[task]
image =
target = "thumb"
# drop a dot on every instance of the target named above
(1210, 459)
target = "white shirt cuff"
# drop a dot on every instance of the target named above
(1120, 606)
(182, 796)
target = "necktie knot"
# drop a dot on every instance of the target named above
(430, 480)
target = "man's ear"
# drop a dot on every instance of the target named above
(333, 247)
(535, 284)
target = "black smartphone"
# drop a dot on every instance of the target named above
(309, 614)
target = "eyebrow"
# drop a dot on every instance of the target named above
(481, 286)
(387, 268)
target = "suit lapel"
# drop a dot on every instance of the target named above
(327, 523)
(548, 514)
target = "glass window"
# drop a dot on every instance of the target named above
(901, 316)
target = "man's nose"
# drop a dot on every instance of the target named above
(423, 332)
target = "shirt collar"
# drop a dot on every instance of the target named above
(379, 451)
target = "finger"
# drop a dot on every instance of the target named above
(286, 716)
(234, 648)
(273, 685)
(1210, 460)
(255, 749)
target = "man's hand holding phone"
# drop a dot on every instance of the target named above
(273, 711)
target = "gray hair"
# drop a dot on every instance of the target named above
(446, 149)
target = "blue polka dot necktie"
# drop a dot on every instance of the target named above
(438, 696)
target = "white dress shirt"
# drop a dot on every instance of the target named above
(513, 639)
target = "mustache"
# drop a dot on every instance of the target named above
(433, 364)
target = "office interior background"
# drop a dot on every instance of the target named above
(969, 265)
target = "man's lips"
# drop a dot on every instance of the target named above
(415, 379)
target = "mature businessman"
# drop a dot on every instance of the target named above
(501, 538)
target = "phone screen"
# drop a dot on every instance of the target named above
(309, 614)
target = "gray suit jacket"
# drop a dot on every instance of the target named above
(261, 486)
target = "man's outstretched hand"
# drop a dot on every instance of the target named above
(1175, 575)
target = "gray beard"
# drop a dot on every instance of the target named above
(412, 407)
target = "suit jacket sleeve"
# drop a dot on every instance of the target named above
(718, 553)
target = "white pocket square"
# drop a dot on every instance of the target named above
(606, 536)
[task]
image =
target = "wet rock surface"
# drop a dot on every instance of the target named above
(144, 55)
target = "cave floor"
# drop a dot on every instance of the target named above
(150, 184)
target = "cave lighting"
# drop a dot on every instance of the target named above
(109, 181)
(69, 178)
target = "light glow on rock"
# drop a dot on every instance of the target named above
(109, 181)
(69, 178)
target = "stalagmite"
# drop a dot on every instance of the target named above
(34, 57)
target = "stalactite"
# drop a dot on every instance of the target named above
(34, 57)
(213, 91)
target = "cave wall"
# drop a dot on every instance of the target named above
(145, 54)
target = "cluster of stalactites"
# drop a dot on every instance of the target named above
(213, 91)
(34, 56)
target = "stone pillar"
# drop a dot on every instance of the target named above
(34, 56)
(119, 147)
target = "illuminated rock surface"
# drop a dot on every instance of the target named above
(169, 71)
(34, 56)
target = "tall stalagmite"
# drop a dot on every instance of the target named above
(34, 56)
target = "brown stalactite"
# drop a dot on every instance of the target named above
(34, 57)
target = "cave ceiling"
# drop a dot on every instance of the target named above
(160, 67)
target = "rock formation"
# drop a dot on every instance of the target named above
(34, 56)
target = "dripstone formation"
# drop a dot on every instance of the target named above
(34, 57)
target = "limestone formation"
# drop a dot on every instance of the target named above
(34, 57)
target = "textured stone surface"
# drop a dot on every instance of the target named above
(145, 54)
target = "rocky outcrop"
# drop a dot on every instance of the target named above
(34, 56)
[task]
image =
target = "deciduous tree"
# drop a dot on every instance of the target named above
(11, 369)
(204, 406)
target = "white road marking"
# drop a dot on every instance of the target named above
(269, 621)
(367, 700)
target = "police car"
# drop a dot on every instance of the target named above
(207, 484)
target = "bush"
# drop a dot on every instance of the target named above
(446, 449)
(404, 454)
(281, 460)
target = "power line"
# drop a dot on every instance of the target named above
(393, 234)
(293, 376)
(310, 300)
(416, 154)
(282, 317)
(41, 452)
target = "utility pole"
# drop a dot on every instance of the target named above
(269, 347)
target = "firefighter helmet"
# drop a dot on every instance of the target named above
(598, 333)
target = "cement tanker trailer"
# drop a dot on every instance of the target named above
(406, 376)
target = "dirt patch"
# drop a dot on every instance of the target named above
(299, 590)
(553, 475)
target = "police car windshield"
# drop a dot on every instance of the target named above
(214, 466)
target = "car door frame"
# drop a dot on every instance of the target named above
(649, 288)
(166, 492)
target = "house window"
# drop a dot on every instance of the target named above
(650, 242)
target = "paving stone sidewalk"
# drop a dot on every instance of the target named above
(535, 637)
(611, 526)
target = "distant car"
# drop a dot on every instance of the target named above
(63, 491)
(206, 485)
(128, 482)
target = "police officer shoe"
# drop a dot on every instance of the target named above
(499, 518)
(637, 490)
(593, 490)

■ ■ ■ ■

## Aim of the exercise
Which lines of the listing contain the word "surface", with case counting? Copy each of them in full.

## Output
target = "wet rock surface"
target = "illuminated rock surface"
target = "textured stone surface"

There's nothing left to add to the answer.